(Excerpts from a pointing dataset)

════════════════════

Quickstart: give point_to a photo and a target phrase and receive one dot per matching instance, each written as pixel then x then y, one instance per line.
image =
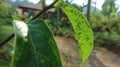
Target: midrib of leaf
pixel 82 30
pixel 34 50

════════════════════

* **Exercise requirements**: Copy out all of the entries above line for line, leaving the pictures out.

* **Exercise output**:
Quickstart: give point_to a photo and a target phrase and receive one dot per matching instance, each written as pixel then x then y, one instance per line.
image =
Target: midrib of leaf
pixel 82 30
pixel 34 50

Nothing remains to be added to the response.